━━━━━ Source passage

A stillbirth is a sad and difficult time for all parties involved. In the United States, the rate of stillbirths are estimated to be about 6-7 per 1000 deliveries. The cause for stillbirth is unknown in about 40-60% of cases but placental pathology is suspected to be the most common cause.

The most important work-up to determine the cause of stillbirth is an autopsy if it is offered and elected by the parents. However, fetal karyotype studies should be considered in all cases to determine if a genetic disorder contributed to the stillbirth. In addition, there are a number of maternal tests recommended to determine if the stillbirth was secondary to a maternal medical condition. Women who have had prior c-sections are more likely to have birthing complications because of the increase potential for scarring in the uterus.

Most hospitals offer patients information packets that include referrals for grief counseling, support groups, etc. Barring any medical condition requiring hospitalization, discharge from the hospital usually occurs the following day.

Future pregnancies have about a 3-5% chance of stillbirth in women who have prior stillbirths/miscarriages of unknown origin. The American College of Obstetricians and Gynecologists (ACOG) recommends work-up for possible causes of stillbirths especially in those with multiple stillbirths/miscarriages. More frequent fetal surveillance during future pregnancies may be psychologically beneficial to the parents.

━━━━━━━━━━
━━━━━ Data provided

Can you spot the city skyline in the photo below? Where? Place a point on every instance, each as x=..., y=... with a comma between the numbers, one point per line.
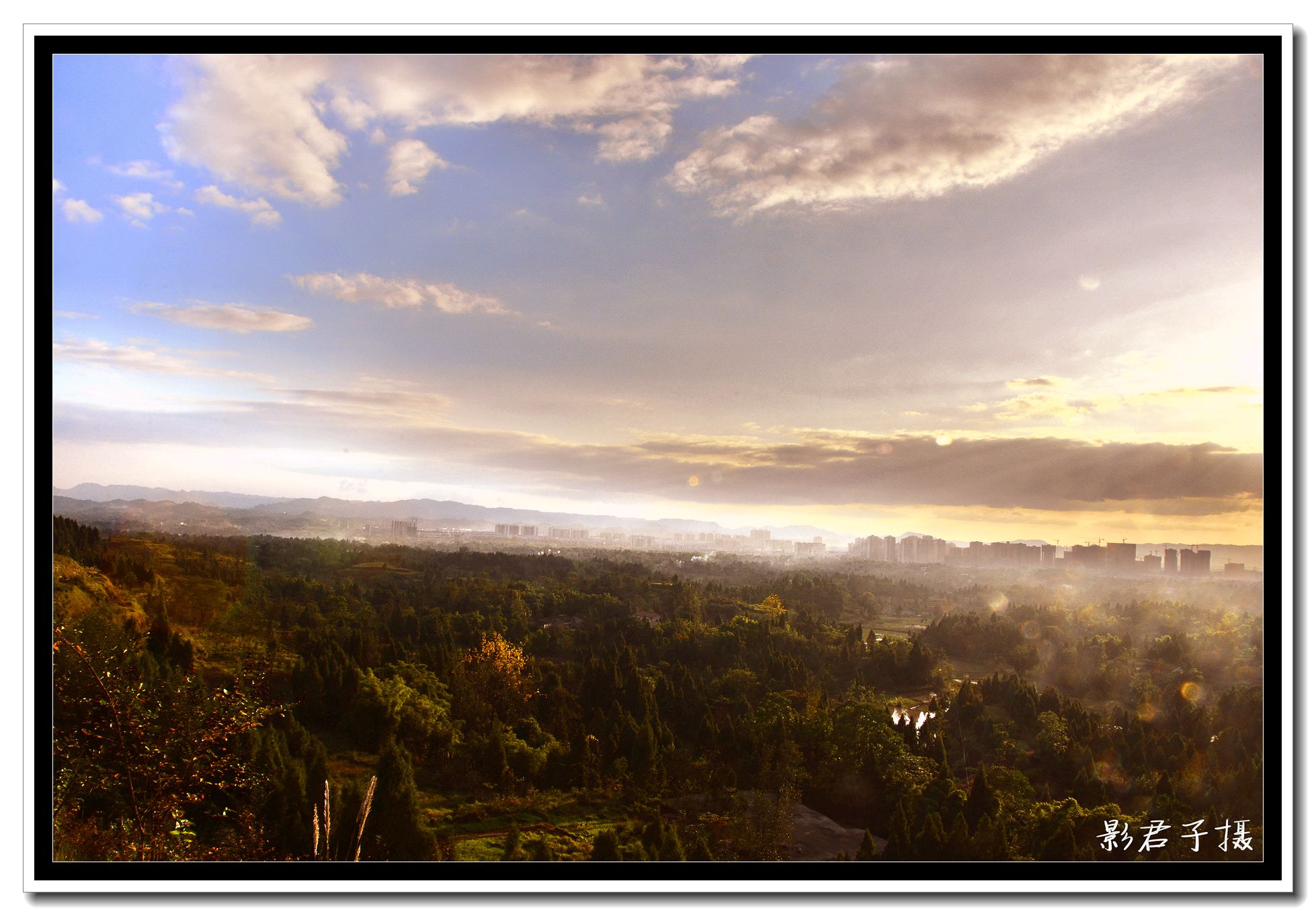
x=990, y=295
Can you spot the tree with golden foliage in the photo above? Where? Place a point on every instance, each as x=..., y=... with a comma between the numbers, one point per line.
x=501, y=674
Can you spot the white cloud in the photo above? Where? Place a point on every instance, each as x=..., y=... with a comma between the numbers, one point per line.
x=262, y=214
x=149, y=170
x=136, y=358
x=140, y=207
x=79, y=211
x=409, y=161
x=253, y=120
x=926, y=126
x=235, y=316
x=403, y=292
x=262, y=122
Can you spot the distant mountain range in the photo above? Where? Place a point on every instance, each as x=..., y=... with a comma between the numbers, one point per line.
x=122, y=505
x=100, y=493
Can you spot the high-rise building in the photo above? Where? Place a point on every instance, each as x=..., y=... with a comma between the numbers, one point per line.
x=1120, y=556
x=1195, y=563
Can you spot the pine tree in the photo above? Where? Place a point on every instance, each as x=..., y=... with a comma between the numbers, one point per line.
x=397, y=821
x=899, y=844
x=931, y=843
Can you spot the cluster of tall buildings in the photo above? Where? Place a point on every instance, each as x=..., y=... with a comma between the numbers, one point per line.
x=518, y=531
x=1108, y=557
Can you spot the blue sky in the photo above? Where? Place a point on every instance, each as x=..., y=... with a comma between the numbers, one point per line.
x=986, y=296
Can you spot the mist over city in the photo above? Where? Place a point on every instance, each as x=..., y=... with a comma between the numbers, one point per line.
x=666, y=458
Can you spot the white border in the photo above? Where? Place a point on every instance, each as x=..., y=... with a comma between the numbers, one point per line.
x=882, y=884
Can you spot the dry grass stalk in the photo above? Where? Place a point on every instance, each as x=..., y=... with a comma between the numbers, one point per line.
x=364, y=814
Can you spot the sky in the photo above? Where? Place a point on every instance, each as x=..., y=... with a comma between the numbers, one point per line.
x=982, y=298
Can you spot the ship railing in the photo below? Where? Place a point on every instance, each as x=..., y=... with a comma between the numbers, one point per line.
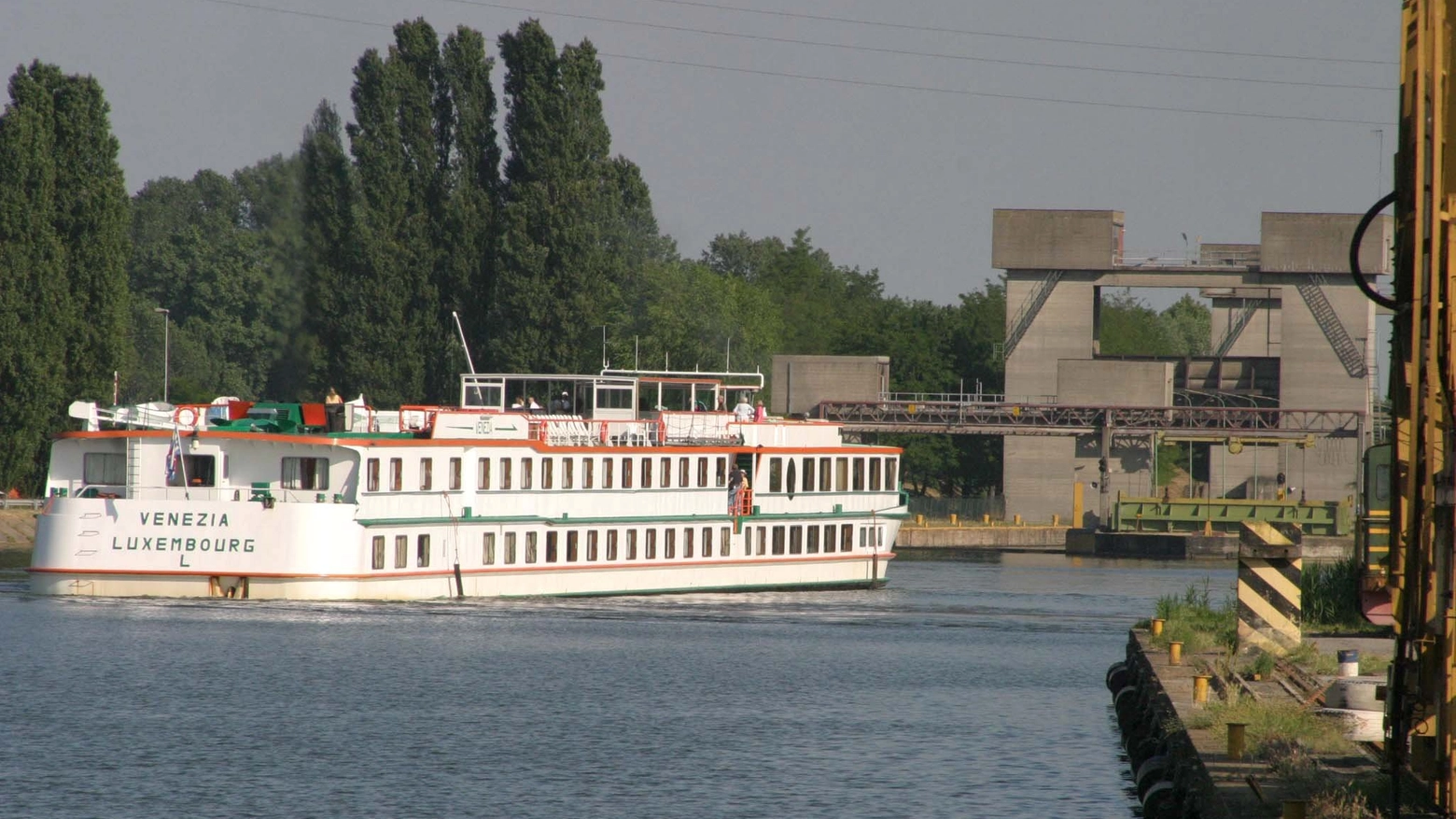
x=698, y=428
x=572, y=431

━━━━━━━━━━

Reproduce the part of the passage on stillbirth that starts with "Future pregnancies have" and goes on through "to the parents.", copying every word and punctuation mark unchanged.

Future pregnancies have about a 3-5% chance of stillbirth in women who have prior stillbirths/miscarriages of unknown origin. The American College of Obstetricians and Gynecologists (ACOG) recommends work-up for possible causes of stillbirths especially in those with multiple stillbirths/miscarriages. More frequent fetal surveillance during future pregnancies may be psychologically beneficial to the parents.